**Text provided:**
But if, God forbid, that bomb on Abdulmutallab's body had gone off on the plane over Detroit, Congress and I dare say the public would have been demanding not just the body imaging equipment but pat- downs. Because I understand the privacy sensitivities, of course. It's awkward; it's unusual. On the other hand, the overwhelming majority of--we get on those planes and we want to have the confidence that nobody on the plane has evaded security in a way that will allow them to blow up the plane and kill everybody else on it.

So it--this is unfortunately the world in which we live. It wasn't our choice. But--but we have to do everything we can to protect the traveling public. And I think that what you're doing here with the pat-down procedures is difficult; it's sensitive, but it's necessary for the security--homeland security of the American people.

SEN. ROLAND BURRIS (D-ILLINOIS): Mr. Chairman, I--I don't have much longer in the Senate, but we ought to look at these private contracts. And I'm concerned about the number of private contractors not only TSA but the other government agencies are going to, and then dealing with liability. [CNET ed. note: Roland Burris was appointed to President Obama's Senate seat and is succeeded by Republican Mark Kirk.]

Because I'm wondering where the liability is going to be if one of those passengers who feel that they have been over screened, just what the liability there would be. And, in terms of the underwear bomber, would patting down have caught the underwear bomber in your--your estimation?


BURRIS: Not the machine, but the patting down?


BURRIS: Because this--the--allegedly it was in a diaper type of arrangement.


BURRIS: So they are going that deep in terms of patting down individuals?

PISTOLE: The pat-downs are based on the latest intelligence and the information that we have. And...

BURRIS: There was no intelligence on this gentleman that was on the flight to Detroit. I mean, you know, he was on the plane.

PISTOLE: That's right. That's why we changed the policy.

BURRIS: So, OK. And our personnel have received--our personnel have received adequate training?

Because, Mr. Chairman, do we know what will happen, with the litigation coming out of this? Because the pilot's association and the flight attendant's association are getting ready to bring some type of action, as I'm getting information, because of the excessive patting down a flight attendant and the pilots. Is that the case, sir?

PISTOLE: That had been the case.

Pilots have, of course, not generally gone through the advance (inaudible) technology because they are allowed to keep their shoes on and that's a different issues. But I've had a number of conversations with representatives of the pilots associations and we are actively exploring options as it involves pilots because we're using a risk- based approach, and the question--it just begs the question: If you have somebody who's in charge of the aircraft who can put the aircraft down, as could be the case, then why do we have the screening for them?

So actually in the near future, I will be announcing some new policies on that.

BURRIS: That would help. There's also a question, Mr. Pistole, about the degree of X-rays that these individuals have to go through in the course of their day-to-day work and what that will do to their physical health, is it not, if--if they go through the X-ray machine rather than the excessive pat-down?

**Data records:**

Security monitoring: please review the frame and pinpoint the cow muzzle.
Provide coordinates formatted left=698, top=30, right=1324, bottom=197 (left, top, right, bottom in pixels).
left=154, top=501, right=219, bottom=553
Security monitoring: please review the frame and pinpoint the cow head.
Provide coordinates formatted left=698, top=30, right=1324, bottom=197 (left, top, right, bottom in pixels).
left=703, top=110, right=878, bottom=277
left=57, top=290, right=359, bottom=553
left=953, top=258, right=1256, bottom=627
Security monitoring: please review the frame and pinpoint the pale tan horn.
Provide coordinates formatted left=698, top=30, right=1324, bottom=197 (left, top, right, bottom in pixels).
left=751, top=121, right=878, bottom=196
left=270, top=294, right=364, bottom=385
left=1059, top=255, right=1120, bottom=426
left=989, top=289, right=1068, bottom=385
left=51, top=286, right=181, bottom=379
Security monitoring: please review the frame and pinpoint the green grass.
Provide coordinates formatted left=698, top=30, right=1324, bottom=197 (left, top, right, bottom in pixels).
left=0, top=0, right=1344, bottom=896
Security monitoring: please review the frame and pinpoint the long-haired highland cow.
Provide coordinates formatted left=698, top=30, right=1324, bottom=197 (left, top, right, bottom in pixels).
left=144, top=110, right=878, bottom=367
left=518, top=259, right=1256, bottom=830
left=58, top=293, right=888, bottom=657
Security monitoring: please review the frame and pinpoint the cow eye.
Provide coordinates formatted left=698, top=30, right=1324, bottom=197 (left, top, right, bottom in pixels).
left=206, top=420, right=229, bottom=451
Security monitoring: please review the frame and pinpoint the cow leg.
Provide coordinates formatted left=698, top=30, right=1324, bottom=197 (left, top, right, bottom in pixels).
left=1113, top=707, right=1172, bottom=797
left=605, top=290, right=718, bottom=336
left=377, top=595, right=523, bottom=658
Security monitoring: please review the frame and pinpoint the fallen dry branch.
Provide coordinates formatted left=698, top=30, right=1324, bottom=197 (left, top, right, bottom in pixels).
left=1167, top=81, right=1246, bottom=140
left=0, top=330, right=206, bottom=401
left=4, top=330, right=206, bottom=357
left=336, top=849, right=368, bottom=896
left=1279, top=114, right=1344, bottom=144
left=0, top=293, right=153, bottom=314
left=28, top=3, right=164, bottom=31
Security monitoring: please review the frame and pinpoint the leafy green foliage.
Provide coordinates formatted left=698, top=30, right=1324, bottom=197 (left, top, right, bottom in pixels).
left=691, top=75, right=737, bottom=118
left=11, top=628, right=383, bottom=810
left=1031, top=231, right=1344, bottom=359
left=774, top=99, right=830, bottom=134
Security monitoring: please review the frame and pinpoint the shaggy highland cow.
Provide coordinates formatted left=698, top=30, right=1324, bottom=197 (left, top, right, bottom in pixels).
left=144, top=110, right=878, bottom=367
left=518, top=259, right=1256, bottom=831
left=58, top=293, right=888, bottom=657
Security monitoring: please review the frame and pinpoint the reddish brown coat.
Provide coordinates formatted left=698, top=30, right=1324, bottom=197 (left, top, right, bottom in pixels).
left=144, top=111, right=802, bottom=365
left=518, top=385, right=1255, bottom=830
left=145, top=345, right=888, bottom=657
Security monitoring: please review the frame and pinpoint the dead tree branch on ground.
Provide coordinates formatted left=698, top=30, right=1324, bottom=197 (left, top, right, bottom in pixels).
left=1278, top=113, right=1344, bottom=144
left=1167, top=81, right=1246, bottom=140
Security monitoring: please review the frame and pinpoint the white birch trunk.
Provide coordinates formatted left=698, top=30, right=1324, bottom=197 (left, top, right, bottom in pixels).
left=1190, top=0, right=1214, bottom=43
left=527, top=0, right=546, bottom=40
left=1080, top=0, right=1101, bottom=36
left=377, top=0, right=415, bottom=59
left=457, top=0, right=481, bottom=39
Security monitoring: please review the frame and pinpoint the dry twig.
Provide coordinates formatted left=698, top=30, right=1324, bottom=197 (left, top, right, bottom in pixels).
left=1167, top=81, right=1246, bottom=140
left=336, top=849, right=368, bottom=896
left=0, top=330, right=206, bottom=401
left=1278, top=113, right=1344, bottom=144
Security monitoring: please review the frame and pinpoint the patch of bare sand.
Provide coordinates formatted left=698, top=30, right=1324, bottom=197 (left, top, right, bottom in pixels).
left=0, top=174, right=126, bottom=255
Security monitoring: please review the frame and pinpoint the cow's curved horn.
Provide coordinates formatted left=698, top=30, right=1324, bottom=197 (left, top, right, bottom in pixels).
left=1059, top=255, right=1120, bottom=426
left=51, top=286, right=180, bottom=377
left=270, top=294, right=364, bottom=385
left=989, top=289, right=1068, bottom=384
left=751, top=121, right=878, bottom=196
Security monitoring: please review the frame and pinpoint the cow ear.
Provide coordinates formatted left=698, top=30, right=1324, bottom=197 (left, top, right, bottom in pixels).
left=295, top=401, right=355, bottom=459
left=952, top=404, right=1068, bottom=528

**Problem details:**
From the hearing transcript above, print the passage starting at "BURRIS: So, OK." and ending at "been the case.", word for word.

**Solution below:**
BURRIS: So, OK. And our personnel have received--our personnel have received adequate training?

Because, Mr. Chairman, do we know what will happen, with the litigation coming out of this? Because the pilot's association and the flight attendant's association are getting ready to bring some type of action, as I'm getting information, because of the excessive patting down a flight attendant and the pilots. Is that the case, sir?

PISTOLE: That had been the case.